WHAT YOU NEED TO DO
Take the lines below beginning at the line that has "Task: tag every instance of the person wearing" and stopping after the line that has "Task: tag every instance of the man", and print them exactly as they are, with no other lines.

Image point grounding data
+--
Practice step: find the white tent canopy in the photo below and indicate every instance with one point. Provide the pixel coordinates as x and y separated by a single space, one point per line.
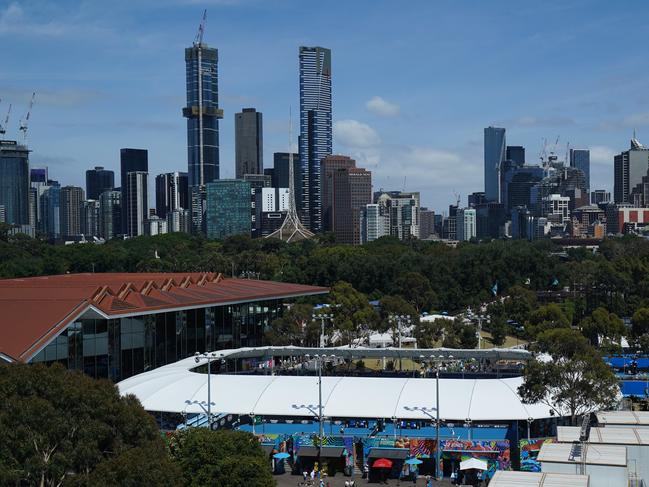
176 388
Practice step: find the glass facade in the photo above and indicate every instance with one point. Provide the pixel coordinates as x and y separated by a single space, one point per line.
120 348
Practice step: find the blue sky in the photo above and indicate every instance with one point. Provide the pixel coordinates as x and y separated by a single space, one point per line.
414 83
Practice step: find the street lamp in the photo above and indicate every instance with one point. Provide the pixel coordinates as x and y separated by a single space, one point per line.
322 317
209 356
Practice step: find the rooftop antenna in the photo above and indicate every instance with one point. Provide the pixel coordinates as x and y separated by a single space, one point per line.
25 122
201 28
3 126
292 229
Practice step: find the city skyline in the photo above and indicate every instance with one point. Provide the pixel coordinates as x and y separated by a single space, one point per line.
421 122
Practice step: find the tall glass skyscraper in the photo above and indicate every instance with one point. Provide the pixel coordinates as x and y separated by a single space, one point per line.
202 113
14 182
494 155
315 131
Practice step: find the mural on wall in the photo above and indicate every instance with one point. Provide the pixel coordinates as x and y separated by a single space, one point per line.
495 453
529 451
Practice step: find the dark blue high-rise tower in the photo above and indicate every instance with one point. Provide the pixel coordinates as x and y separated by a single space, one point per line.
315 131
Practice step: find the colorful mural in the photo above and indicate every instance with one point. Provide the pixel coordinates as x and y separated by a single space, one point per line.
529 451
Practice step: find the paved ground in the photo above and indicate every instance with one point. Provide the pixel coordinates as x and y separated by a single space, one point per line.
287 480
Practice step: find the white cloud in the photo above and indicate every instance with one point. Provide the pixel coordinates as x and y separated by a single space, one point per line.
382 108
600 154
355 135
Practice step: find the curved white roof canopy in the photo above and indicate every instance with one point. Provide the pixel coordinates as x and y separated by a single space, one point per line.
176 388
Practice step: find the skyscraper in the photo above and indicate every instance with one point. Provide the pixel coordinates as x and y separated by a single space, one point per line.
228 208
629 167
14 182
248 141
580 158
98 180
171 192
71 201
494 156
131 160
202 113
315 139
346 190
136 203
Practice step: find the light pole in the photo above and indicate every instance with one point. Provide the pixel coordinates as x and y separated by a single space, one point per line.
209 356
322 317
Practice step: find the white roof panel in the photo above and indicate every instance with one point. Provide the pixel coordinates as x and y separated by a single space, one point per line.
612 455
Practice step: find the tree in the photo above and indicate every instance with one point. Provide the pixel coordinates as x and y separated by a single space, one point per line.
353 314
224 458
61 427
415 288
575 380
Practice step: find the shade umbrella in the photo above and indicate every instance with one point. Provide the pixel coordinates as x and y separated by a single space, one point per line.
382 463
474 463
413 461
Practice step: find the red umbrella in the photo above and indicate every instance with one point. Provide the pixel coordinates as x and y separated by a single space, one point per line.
382 463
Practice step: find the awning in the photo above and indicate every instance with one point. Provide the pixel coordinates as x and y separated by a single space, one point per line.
326 452
393 453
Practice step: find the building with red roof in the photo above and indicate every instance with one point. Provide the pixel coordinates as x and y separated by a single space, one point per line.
118 325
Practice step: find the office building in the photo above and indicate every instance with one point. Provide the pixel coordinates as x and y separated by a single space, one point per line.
90 218
375 222
14 182
346 190
600 197
131 160
629 168
71 201
110 214
136 202
98 180
580 159
315 140
203 114
229 203
516 154
50 211
248 143
171 192
466 224
494 156
426 223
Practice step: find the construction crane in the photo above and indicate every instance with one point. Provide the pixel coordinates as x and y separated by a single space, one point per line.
25 121
3 126
201 28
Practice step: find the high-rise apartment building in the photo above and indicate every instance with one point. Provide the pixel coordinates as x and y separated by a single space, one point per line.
315 141
136 202
14 182
629 168
110 214
171 192
248 143
131 160
98 180
228 208
494 156
203 113
71 202
580 159
346 190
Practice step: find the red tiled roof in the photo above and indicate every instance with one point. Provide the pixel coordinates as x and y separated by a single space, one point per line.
34 310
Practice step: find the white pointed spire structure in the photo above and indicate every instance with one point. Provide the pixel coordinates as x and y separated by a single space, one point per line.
292 229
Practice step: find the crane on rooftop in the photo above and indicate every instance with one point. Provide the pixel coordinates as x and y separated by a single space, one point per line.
24 123
3 126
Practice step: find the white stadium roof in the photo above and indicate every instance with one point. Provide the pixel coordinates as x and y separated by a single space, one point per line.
176 388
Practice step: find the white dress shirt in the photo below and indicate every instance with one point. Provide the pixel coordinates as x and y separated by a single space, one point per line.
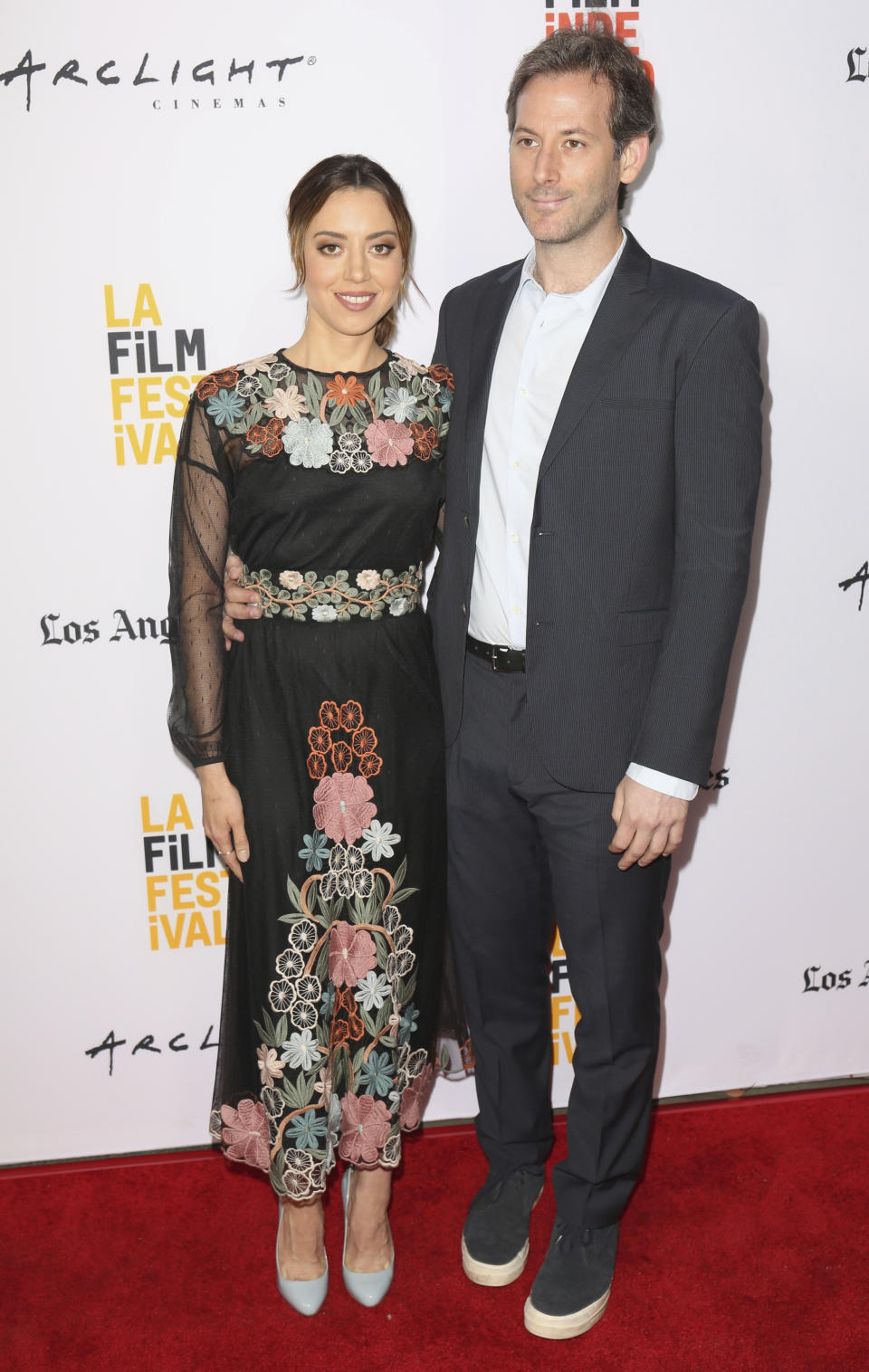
542 335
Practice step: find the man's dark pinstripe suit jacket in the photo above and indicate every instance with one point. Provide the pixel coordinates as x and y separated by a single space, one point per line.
643 519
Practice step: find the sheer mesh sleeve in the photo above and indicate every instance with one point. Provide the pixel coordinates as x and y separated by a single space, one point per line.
198 541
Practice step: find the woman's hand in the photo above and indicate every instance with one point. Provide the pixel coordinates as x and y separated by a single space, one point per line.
223 816
239 601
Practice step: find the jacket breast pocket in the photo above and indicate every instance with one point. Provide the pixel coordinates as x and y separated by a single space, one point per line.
640 626
637 404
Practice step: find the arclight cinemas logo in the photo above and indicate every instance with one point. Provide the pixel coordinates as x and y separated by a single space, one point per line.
167 82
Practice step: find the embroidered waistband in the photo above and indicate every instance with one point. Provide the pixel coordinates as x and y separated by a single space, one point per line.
337 595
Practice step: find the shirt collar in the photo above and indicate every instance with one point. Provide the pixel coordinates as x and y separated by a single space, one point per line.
590 295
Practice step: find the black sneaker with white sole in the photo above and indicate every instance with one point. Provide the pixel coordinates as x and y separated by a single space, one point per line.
573 1286
494 1241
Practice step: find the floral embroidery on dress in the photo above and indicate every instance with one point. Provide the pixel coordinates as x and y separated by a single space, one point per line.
332 597
338 1069
349 424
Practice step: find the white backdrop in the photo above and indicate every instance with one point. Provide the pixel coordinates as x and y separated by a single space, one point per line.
172 194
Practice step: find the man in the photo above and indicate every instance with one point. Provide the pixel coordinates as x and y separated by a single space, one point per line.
602 479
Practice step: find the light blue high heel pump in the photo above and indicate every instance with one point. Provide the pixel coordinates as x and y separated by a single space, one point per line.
366 1287
305 1297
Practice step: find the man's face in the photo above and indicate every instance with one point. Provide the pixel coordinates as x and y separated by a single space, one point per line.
563 170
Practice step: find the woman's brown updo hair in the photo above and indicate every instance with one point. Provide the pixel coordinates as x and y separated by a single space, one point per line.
356 173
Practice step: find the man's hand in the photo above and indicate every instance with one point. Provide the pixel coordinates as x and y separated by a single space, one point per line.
239 603
650 824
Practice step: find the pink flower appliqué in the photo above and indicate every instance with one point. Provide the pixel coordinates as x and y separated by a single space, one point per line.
388 442
352 954
415 1097
246 1133
342 807
364 1125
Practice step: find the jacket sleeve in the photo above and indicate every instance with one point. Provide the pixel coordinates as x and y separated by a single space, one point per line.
198 541
717 454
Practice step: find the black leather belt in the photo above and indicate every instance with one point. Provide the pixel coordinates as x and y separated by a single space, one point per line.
500 659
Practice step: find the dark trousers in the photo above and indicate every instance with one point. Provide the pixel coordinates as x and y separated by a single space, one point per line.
525 850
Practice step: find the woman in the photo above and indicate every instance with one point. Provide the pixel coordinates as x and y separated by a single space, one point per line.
319 464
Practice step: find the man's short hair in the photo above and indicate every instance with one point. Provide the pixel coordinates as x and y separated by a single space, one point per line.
606 58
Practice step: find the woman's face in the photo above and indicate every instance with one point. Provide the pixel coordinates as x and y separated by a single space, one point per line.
353 266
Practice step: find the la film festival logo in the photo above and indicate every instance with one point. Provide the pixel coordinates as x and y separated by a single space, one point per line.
595 14
159 82
184 885
151 372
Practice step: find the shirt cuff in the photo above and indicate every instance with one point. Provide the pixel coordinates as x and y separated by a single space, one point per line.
664 782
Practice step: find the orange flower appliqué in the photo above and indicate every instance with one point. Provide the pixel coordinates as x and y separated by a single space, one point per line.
319 739
340 757
268 435
352 717
364 741
318 766
329 715
346 1024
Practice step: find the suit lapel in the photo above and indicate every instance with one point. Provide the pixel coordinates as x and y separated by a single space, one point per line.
626 305
485 337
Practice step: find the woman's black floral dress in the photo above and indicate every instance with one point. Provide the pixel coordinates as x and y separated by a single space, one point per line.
329 722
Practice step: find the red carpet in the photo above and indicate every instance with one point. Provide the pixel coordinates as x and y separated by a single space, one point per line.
744 1249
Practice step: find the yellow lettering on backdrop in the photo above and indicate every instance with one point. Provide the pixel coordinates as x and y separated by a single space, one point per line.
167 443
148 827
156 887
119 398
150 394
180 890
178 814
207 885
173 938
145 306
140 451
113 319
196 930
177 390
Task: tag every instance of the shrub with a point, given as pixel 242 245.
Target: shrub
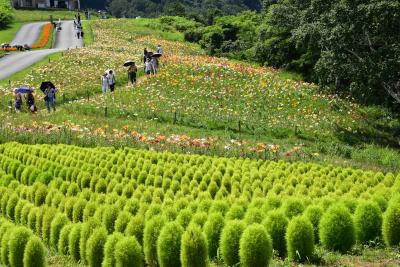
pixel 122 221
pixel 86 231
pixel 136 228
pixel 64 239
pixel 300 239
pixel 336 229
pixel 169 245
pixel 73 242
pixel 292 207
pixel 48 217
pixel 193 248
pixel 230 241
pixel 314 213
pixel 5 237
pixel 11 204
pixel 77 211
pixel 55 229
pixel 367 221
pixel 212 230
pixel 150 236
pixel 18 239
pixel 128 253
pixel 109 217
pixel 109 249
pixel 276 224
pixel 95 247
pixel 35 253
pixel 391 225
pixel 255 247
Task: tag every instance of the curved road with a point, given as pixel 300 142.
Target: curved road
pixel 15 62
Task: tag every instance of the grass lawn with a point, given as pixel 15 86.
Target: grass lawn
pixel 243 110
pixel 7 34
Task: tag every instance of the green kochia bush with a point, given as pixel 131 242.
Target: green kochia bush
pixel 368 221
pixel 95 247
pixel 212 230
pixel 151 233
pixel 109 249
pixel 128 253
pixel 336 229
pixel 313 214
pixel 230 241
pixel 255 247
pixel 169 245
pixel 73 242
pixel 194 248
pixel 18 239
pixel 35 253
pixel 276 224
pixel 391 225
pixel 56 226
pixel 64 239
pixel 300 239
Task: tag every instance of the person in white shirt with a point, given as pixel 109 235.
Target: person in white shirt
pixel 111 80
pixel 104 83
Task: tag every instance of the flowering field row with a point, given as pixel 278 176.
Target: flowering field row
pixel 104 206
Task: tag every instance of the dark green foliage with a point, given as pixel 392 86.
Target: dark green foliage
pixel 128 253
pixel 73 242
pixel 62 246
pixel 391 225
pixel 212 230
pixel 55 229
pixel 336 229
pixel 18 239
pixel 300 239
pixel 194 248
pixel 109 249
pixel 169 245
pixel 150 237
pixel 230 241
pixel 95 247
pixel 368 221
pixel 276 224
pixel 255 247
pixel 35 253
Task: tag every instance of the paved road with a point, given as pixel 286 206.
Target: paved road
pixel 28 34
pixel 18 61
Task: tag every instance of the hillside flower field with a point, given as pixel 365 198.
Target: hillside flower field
pixel 209 163
pixel 110 207
pixel 198 96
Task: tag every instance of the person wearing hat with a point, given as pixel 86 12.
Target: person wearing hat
pixel 104 83
pixel 132 72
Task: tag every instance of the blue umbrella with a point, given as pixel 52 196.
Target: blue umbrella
pixel 24 90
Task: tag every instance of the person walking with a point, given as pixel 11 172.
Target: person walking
pixel 159 49
pixel 111 80
pixel 104 83
pixel 17 101
pixel 132 72
pixel 30 101
pixel 50 98
pixel 148 66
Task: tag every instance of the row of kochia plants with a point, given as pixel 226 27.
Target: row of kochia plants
pixel 109 207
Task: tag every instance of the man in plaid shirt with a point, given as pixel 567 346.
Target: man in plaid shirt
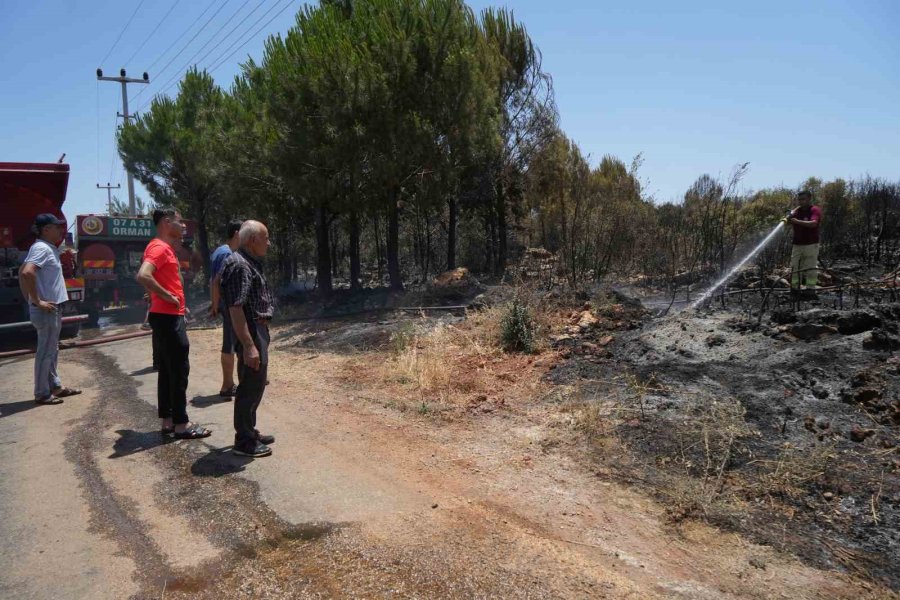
pixel 250 303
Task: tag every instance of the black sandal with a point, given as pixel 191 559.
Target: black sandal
pixel 48 401
pixel 194 432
+--
ANSWER SPACE
Task: tag every instance of the person wearing hat with a point, given as pixel 86 12.
Target: person wearing hat
pixel 104 83
pixel 132 72
Task: tag every instance of the blue umbrella with a point, given as pixel 52 196.
Target: blue umbrella
pixel 24 90
Task: tag every instance of the person walking with a point, given as pixel 11 172.
Target: person walking
pixel 159 49
pixel 111 80
pixel 104 83
pixel 17 101
pixel 132 72
pixel 30 101
pixel 50 98
pixel 148 66
Task: tag every instance of the row of kochia plants with a point, given as pixel 226 27.
Target: row of kochia plants
pixel 109 207
Task: tag every instance of the man in plaid shirt with a point, given as pixel 567 346.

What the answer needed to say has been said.